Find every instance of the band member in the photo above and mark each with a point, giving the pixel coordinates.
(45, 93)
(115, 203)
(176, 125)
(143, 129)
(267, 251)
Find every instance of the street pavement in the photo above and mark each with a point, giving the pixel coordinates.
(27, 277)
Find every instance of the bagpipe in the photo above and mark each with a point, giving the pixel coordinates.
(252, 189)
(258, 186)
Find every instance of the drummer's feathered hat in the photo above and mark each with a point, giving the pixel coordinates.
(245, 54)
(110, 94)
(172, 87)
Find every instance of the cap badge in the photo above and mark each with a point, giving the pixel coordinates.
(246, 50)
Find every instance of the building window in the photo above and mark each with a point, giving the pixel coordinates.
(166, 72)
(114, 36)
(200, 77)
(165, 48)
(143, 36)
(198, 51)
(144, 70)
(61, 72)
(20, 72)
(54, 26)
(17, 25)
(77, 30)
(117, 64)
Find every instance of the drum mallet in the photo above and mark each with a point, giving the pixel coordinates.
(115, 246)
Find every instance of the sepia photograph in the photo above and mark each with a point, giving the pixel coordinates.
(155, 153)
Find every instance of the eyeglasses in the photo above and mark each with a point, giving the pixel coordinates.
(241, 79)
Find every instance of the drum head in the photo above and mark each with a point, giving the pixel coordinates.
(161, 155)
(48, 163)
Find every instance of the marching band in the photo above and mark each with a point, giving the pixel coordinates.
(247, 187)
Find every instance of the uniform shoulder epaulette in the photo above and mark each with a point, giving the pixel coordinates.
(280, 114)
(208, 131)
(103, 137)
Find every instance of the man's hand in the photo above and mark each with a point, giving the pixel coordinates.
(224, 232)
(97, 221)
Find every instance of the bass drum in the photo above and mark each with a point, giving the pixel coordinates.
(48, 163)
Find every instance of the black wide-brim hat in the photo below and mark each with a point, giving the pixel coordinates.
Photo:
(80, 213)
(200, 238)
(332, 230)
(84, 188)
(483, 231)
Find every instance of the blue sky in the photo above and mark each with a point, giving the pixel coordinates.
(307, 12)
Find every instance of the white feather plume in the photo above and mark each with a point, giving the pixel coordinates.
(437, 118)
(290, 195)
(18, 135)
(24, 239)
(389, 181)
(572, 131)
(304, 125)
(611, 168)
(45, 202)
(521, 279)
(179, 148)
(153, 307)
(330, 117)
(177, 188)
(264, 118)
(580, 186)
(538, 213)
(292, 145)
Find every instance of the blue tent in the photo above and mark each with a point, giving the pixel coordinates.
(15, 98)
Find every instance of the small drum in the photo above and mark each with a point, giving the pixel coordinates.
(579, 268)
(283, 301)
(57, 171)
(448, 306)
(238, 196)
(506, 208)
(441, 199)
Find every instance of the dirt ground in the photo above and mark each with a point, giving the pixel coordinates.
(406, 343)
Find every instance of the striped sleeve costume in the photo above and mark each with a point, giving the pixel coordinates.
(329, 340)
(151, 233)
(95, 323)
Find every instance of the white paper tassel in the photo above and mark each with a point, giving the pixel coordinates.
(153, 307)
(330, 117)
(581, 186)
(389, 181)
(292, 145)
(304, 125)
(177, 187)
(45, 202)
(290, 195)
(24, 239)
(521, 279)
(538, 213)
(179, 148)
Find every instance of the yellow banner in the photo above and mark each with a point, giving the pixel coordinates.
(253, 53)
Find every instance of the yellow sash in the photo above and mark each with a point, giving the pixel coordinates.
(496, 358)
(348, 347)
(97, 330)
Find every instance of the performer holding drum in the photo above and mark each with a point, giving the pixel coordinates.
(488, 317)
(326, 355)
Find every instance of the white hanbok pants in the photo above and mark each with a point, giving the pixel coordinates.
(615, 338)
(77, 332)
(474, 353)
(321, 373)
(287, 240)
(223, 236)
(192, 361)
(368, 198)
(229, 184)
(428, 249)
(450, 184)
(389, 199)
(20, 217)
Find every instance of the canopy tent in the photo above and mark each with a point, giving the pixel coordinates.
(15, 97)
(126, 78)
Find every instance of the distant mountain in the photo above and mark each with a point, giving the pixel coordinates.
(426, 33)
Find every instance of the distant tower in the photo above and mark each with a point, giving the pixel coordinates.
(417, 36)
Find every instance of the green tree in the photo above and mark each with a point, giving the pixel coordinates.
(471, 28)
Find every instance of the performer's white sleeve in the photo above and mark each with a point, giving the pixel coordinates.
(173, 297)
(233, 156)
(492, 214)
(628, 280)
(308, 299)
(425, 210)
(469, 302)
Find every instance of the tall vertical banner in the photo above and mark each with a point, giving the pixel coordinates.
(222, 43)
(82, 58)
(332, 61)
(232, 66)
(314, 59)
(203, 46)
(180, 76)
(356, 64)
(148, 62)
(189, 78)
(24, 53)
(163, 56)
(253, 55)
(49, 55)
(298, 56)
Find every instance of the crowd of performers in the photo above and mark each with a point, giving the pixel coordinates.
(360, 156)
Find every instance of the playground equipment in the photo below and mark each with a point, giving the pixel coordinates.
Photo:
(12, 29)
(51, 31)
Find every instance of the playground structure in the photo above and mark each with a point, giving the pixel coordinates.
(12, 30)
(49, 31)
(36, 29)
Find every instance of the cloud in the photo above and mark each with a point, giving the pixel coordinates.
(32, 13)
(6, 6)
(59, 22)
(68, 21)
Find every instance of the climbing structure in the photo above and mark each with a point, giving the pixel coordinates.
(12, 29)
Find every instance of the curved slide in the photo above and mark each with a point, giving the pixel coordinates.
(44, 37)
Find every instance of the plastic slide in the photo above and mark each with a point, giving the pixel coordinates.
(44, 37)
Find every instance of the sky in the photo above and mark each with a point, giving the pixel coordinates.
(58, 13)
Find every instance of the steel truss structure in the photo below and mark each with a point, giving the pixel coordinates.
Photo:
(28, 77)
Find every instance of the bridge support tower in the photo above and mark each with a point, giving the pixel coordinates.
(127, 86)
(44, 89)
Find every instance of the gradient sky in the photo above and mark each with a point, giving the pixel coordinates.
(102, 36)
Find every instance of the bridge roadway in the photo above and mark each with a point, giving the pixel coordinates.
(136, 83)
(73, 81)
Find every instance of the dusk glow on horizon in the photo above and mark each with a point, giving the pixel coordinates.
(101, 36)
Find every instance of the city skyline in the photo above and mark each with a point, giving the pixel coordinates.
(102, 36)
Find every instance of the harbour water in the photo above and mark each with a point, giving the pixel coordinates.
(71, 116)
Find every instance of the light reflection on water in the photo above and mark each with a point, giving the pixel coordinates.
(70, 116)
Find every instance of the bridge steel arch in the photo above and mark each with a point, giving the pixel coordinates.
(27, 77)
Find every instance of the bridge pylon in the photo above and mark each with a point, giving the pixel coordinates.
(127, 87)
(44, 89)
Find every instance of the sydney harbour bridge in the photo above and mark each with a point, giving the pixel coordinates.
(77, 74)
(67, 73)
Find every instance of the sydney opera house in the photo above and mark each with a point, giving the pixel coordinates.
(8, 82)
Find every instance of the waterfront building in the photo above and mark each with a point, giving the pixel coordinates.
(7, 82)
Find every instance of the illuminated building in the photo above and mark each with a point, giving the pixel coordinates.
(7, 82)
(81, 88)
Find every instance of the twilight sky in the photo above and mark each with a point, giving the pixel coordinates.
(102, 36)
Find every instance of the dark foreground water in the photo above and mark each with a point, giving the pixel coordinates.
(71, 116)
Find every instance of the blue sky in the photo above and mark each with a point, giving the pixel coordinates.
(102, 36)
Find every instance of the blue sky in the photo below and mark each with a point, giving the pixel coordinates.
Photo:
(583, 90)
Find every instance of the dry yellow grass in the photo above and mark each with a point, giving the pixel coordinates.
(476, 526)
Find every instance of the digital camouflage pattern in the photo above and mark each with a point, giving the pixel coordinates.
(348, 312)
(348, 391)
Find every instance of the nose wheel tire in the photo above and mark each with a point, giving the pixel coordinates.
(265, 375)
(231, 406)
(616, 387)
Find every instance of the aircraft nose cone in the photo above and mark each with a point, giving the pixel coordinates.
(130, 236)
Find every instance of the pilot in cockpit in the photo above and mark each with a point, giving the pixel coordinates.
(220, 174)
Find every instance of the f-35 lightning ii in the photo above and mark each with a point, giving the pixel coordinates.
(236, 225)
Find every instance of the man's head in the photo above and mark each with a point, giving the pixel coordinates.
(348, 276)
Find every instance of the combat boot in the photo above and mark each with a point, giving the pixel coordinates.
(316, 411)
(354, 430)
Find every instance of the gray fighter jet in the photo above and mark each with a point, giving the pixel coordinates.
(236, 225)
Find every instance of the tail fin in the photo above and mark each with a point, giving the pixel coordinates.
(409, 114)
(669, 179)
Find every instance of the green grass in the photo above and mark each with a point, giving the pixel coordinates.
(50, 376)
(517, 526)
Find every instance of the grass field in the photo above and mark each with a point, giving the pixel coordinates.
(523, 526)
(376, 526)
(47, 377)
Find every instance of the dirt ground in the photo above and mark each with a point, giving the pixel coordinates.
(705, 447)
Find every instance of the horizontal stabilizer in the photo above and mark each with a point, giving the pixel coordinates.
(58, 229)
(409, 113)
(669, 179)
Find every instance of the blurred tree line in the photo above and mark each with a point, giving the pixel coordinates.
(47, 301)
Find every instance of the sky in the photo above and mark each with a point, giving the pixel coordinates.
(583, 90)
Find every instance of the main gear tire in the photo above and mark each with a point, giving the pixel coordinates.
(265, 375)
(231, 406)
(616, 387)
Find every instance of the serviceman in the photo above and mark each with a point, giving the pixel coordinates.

------------------------------------

**OBJECTIVE**
In the listing above, find the line with "Find every instance of the pilot" and set down that line and all after it exactly, through the final line.

**ANSWER**
Find every instance of the pilot in cockpit in the photo above and mark each with a point, giving the pixel coordinates.
(220, 174)
Find every instance of the f-35 lightning ii in the photo above and mark each with a point, giving the pixel coordinates.
(236, 225)
Find every instance of the man's head in the photo above and mark each with a point, giving the pixel coordinates.
(348, 276)
Find every instance of the combat boot in the photo above and mark each with a point, giving the pixel coordinates.
(316, 411)
(354, 430)
Find every instance of the gray fighter jet in the photo above and mark each with a point, giving the pixel coordinates.
(236, 225)
Find every instance of the tail fin in the photo above and mark each with a point, giving the pixel coordinates.
(409, 114)
(669, 179)
Find every instance of the green grass in the photo above and mark each with a point, giving the pixel coordinates.
(50, 376)
(517, 526)
Find every instance of the grass field in the photo above and mark each with a point, giving the pixel coordinates.
(523, 526)
(376, 526)
(47, 377)
Find every instance of the dirt ground in the photo above and mark each with a point, giving the pixel coordinates.
(705, 447)
Find every instance of the horizontal stabilizer in the photo above and mark each with a point, giving the pixel coordinates.
(58, 229)
(409, 113)
(669, 179)
Find every instance of the blurred tree line in the photo above and mark each with a point, giving the pixel coordinates.
(47, 301)
Find every instance of the sky in the photo above and mark each with a point, giving the pixel coordinates.
(583, 90)
Find every instance of the main gear tire in the photo above and mark each with a point, giving the pixel coordinates.
(265, 375)
(231, 406)
(616, 387)
Find every instance of the serviceman in the photo above and mark each with a point, giving the pixel coordinates.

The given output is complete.